[Records from a dataset]

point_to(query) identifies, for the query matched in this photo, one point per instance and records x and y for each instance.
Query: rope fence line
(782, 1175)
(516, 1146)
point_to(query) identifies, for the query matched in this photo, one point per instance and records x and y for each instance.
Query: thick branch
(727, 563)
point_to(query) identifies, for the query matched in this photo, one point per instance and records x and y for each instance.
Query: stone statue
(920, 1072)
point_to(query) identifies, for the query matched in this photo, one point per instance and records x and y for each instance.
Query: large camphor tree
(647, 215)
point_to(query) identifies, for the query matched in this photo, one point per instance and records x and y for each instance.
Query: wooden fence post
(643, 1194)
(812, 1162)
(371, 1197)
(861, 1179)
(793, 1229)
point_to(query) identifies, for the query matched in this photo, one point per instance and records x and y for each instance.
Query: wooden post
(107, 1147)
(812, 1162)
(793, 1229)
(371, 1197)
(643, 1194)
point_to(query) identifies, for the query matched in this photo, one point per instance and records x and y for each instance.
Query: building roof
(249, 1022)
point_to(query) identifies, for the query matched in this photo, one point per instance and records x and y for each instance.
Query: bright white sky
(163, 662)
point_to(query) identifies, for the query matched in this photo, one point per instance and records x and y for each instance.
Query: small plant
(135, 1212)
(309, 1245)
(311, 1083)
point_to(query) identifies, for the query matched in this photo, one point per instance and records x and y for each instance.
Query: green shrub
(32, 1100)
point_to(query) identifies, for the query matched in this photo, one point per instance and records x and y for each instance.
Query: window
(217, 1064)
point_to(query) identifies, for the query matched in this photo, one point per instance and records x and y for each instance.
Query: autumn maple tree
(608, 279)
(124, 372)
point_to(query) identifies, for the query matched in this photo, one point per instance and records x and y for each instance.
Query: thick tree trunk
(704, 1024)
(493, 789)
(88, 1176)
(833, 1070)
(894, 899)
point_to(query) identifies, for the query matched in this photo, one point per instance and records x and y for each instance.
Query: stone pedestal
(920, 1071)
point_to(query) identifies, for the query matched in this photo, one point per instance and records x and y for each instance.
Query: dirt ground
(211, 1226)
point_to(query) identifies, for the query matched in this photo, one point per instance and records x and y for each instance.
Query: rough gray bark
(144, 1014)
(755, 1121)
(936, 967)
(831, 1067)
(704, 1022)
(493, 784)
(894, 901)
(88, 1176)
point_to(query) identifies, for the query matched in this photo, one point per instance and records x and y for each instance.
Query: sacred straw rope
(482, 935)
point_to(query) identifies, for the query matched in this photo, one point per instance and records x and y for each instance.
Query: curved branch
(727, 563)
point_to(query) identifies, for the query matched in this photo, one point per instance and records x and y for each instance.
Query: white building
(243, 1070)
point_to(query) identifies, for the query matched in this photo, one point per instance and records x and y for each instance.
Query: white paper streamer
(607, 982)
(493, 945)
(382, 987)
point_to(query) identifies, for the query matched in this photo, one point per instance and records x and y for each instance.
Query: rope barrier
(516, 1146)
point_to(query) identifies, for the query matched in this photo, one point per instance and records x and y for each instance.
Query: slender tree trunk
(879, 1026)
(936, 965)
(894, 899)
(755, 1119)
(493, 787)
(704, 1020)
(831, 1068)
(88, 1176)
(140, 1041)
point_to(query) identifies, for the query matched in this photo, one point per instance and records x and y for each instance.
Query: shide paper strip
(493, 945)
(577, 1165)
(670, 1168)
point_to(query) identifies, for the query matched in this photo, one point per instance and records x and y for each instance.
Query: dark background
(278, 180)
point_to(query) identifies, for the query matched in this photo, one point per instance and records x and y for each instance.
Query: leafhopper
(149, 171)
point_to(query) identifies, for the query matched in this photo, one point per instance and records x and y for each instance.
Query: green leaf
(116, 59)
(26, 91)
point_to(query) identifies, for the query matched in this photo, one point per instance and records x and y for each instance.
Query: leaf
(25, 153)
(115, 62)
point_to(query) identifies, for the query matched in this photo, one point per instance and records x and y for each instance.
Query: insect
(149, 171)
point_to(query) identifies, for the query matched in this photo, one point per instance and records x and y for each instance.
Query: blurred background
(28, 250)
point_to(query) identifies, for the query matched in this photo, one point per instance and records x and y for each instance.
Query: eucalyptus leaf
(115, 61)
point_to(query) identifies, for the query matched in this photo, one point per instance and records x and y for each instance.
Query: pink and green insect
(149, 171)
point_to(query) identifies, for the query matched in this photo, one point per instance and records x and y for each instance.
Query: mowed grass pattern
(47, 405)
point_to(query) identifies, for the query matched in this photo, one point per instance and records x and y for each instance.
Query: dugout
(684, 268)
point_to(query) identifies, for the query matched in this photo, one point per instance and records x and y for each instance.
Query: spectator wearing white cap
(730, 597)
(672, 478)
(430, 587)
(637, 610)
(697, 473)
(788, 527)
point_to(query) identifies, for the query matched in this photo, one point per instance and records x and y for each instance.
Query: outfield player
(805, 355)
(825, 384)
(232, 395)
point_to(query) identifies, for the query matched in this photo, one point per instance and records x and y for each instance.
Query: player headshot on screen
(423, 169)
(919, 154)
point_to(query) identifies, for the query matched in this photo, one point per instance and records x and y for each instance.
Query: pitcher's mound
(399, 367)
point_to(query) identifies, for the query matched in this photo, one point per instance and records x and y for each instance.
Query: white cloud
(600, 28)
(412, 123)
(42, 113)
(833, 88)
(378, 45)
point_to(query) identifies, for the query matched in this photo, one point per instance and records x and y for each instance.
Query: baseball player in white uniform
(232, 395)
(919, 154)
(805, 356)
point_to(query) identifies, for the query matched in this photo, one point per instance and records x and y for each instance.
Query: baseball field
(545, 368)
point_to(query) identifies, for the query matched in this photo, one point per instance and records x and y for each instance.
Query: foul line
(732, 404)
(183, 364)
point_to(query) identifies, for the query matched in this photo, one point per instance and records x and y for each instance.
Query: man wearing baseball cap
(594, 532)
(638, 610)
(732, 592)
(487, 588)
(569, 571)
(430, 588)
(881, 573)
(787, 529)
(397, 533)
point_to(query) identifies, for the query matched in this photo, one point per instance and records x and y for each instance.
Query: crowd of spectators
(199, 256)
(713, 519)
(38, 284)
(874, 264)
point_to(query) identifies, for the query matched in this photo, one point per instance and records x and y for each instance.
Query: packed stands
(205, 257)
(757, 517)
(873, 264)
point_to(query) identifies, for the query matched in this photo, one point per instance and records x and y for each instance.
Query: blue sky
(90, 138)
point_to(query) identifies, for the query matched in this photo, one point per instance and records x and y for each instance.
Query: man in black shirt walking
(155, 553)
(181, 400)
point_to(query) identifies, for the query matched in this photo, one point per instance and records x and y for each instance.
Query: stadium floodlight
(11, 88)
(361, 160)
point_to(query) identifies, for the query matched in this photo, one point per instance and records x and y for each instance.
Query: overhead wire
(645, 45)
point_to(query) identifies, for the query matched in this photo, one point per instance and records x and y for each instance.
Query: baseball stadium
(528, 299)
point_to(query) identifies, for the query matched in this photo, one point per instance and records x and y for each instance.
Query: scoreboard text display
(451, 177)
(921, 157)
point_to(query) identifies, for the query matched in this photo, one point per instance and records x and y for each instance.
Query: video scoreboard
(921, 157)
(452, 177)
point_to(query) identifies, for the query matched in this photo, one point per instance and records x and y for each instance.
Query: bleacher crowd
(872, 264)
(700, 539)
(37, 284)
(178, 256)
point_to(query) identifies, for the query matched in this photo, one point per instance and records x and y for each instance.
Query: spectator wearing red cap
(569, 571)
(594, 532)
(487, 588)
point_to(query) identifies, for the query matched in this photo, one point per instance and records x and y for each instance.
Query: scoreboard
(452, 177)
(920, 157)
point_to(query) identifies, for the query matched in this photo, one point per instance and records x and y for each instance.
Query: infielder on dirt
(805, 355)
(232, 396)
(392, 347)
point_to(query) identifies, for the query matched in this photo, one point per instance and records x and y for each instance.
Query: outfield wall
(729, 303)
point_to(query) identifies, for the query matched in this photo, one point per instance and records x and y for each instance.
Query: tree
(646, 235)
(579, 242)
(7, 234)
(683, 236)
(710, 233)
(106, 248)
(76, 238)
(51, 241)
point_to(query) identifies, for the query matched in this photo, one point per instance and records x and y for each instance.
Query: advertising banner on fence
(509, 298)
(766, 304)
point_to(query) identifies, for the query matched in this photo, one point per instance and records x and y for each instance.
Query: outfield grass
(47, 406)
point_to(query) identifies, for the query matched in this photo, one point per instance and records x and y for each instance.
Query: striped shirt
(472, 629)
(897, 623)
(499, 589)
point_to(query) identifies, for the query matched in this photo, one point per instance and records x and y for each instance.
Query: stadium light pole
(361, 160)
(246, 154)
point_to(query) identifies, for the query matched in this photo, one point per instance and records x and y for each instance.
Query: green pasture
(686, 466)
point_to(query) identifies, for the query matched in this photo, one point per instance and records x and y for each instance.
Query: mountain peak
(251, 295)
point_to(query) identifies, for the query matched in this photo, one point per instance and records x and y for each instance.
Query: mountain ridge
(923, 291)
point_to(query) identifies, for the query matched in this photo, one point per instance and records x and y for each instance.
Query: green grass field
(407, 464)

Directive: How many lines in the records above contain the string "mountain"? Reply with the count alone.

Output below: 2